What needs to be done |
Nothing should be left out: output all of the entries exactly.

Input data |

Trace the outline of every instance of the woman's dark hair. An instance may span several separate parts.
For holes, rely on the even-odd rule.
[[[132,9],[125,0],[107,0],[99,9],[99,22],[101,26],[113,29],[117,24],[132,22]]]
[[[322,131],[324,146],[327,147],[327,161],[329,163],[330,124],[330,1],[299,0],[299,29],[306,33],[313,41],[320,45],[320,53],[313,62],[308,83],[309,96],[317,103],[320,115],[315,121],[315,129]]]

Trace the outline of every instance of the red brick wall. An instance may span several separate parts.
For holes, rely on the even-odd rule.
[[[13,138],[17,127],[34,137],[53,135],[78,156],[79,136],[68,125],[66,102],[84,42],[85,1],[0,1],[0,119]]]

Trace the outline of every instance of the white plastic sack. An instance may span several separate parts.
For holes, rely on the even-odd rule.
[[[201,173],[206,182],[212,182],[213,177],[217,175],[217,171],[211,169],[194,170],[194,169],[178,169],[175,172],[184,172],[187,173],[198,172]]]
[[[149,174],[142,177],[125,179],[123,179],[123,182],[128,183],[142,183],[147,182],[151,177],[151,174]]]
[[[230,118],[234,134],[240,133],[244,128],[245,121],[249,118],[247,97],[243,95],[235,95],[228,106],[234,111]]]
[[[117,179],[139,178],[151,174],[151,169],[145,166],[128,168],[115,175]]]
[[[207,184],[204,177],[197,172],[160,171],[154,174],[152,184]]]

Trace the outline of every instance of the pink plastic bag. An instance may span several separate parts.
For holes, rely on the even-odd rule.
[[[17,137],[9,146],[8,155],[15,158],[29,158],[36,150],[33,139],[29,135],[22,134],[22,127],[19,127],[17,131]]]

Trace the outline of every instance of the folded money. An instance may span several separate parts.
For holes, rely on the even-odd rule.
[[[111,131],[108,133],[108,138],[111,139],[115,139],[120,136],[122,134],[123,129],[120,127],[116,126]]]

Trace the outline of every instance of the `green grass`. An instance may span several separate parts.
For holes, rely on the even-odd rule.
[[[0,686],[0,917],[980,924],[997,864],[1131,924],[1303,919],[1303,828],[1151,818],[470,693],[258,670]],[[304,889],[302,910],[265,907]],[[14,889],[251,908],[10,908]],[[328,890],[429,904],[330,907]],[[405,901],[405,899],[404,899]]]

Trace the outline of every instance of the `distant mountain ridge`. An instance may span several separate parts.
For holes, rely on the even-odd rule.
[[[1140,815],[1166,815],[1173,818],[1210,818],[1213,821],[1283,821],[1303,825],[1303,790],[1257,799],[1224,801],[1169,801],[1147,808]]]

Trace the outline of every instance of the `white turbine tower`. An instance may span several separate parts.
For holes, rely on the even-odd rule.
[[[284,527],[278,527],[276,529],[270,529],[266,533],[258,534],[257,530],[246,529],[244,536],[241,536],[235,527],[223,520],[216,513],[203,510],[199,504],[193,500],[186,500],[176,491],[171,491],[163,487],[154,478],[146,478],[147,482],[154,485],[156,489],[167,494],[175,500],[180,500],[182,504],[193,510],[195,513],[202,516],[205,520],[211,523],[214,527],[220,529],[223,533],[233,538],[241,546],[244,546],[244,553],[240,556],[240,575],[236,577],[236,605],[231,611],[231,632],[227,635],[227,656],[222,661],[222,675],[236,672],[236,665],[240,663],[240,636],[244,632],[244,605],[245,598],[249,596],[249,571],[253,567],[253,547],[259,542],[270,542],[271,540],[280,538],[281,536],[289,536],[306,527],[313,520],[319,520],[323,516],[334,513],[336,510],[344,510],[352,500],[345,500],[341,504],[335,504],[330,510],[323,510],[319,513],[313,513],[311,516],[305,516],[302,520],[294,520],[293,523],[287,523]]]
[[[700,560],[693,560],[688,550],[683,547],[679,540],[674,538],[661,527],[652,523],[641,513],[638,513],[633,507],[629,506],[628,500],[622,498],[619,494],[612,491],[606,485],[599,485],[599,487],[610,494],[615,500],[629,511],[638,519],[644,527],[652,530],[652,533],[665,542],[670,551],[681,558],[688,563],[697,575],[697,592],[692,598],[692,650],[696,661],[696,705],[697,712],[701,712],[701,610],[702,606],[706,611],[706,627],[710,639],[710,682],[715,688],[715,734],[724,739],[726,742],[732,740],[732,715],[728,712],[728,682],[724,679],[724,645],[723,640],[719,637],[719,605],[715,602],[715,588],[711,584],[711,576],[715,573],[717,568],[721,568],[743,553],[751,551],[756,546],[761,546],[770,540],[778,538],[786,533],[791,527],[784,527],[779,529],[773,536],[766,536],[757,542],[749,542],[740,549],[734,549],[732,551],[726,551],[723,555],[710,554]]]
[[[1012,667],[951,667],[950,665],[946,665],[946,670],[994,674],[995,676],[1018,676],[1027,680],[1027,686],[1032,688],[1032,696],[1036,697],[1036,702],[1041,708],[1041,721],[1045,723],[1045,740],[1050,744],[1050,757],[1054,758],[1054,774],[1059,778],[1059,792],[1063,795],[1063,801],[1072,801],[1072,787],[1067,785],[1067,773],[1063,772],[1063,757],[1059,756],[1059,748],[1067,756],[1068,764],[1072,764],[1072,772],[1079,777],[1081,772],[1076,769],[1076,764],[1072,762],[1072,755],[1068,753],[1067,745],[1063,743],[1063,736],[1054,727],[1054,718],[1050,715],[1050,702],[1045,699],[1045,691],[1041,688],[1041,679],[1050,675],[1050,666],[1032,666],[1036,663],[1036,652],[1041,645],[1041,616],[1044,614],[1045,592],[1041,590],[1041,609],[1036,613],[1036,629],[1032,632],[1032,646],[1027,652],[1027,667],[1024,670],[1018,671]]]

Task output |
Trace the outline of every instance of the woman's dark hair. An instance may span several separate parts.
For holes, rely on the even-odd rule.
[[[132,9],[125,0],[107,0],[99,9],[99,22],[101,26],[113,29],[117,24],[132,22]]]
[[[322,131],[324,146],[327,147],[327,161],[329,163],[330,124],[330,1],[299,0],[299,29],[306,33],[313,41],[320,45],[320,53],[313,62],[308,83],[309,96],[317,103],[320,115],[315,121],[315,129]]]

Trace the outline of every instance of the red brick wall. An instance may span several separate parts.
For holes, rely on the even-odd rule.
[[[13,138],[17,127],[34,137],[53,135],[78,156],[79,136],[68,125],[66,102],[84,42],[85,1],[0,1],[0,119]]]

Trace the outline of every instance of the white plastic sack. An instance may span several separate parts.
For holes, rely on the even-odd rule.
[[[201,173],[206,182],[212,182],[213,177],[217,175],[217,171],[211,169],[194,170],[194,169],[178,169],[175,172],[184,172],[187,173],[198,172]]]
[[[149,174],[142,177],[125,179],[123,179],[123,182],[128,183],[142,183],[147,182],[151,177],[151,174]]]
[[[230,118],[234,134],[240,133],[244,128],[245,121],[249,118],[247,97],[243,95],[235,95],[228,106],[234,111]]]
[[[117,179],[139,178],[151,174],[151,169],[145,166],[128,168],[115,175]]]
[[[207,184],[204,177],[197,172],[160,171],[154,174],[152,184]]]

Trace the outline of every instance of the pink plastic bag. An instance may span several separate parts.
For holes, rely on the even-odd rule.
[[[17,137],[9,146],[8,155],[15,158],[29,158],[36,150],[33,139],[29,135],[22,134],[22,127],[19,127],[17,131]]]

Trace the outline of every instance of the folded money. An instance may span several separate parts.
For holes, rely on the even-odd rule.
[[[111,131],[108,133],[108,138],[111,139],[115,139],[120,136],[122,134],[123,129],[120,127],[116,126]]]

Trace the outline of every instance of the `green grass`. An instance may span several separate parts.
For holes, rely on the even-odd rule.
[[[0,686],[0,917],[980,924],[997,864],[1131,924],[1303,919],[1303,828],[1151,818],[470,693],[258,670]],[[304,889],[302,910],[265,907]],[[14,889],[251,908],[10,908]],[[328,890],[429,904],[330,907]],[[405,901],[405,899],[404,899]]]

Trace the outline of every instance of the `distant mountain ridge`. An instance may span several separate parts.
For holes, rely on the even-odd rule.
[[[1140,815],[1166,815],[1173,818],[1210,818],[1213,821],[1283,821],[1303,825],[1303,790],[1257,799],[1224,801],[1169,801],[1147,808]]]

Trace the outline of every instance of the `white turbine tower`. An instance may span several separate parts.
For holes, rely on the even-odd rule.
[[[284,527],[278,527],[276,529],[270,529],[266,533],[258,534],[257,530],[246,529],[244,536],[241,536],[235,527],[223,520],[216,513],[203,510],[199,504],[193,500],[186,500],[176,491],[171,491],[163,487],[154,478],[146,478],[147,482],[154,485],[156,489],[167,494],[175,500],[180,500],[182,504],[193,510],[195,513],[202,516],[205,520],[211,523],[214,527],[220,529],[223,533],[233,538],[241,546],[244,546],[244,553],[240,556],[240,575],[236,577],[236,605],[231,611],[231,632],[227,635],[227,656],[222,661],[222,675],[236,672],[236,665],[240,663],[240,636],[244,632],[244,605],[245,598],[249,596],[249,571],[253,567],[253,547],[259,542],[270,542],[271,540],[280,538],[281,536],[289,536],[306,527],[313,520],[319,520],[323,516],[334,513],[336,510],[344,510],[352,500],[345,500],[341,504],[335,504],[330,510],[323,510],[319,513],[313,513],[311,516],[305,516],[302,520],[294,520],[293,523],[287,523]]]
[[[700,560],[693,560],[688,550],[683,547],[679,540],[674,538],[661,527],[652,523],[641,513],[638,513],[633,507],[629,506],[628,500],[622,498],[619,494],[612,491],[606,485],[599,485],[599,487],[610,494],[615,500],[629,511],[638,519],[644,527],[652,530],[652,533],[665,542],[670,551],[681,558],[688,563],[697,575],[697,592],[692,598],[692,650],[696,661],[696,705],[697,712],[701,712],[701,610],[702,606],[706,611],[706,627],[710,639],[710,682],[715,688],[715,734],[724,739],[726,742],[732,740],[732,715],[728,712],[728,682],[724,679],[724,645],[723,640],[719,637],[719,605],[715,602],[715,588],[711,584],[711,576],[715,573],[717,568],[721,568],[743,553],[751,551],[756,546],[761,546],[770,540],[778,538],[786,533],[791,527],[784,527],[779,529],[773,536],[766,536],[757,542],[749,542],[740,549],[734,549],[732,551],[726,551],[723,555],[710,554]]]
[[[1012,667],[951,667],[950,665],[946,665],[946,670],[994,674],[995,676],[1018,676],[1027,680],[1027,686],[1032,688],[1032,696],[1036,697],[1036,702],[1041,708],[1041,721],[1045,723],[1045,740],[1050,744],[1050,757],[1054,758],[1054,774],[1059,778],[1059,792],[1063,795],[1063,801],[1072,801],[1072,787],[1067,785],[1067,773],[1063,772],[1063,757],[1059,756],[1059,748],[1067,756],[1068,764],[1072,764],[1072,772],[1079,777],[1081,772],[1076,769],[1076,764],[1072,762],[1072,755],[1068,753],[1067,745],[1063,743],[1063,736],[1054,727],[1054,718],[1050,715],[1050,702],[1045,699],[1045,691],[1041,688],[1041,679],[1050,675],[1050,666],[1032,666],[1036,663],[1036,652],[1041,645],[1041,616],[1044,614],[1045,592],[1041,590],[1041,609],[1036,613],[1036,629],[1032,632],[1032,646],[1027,652],[1027,667],[1024,670],[1018,671]]]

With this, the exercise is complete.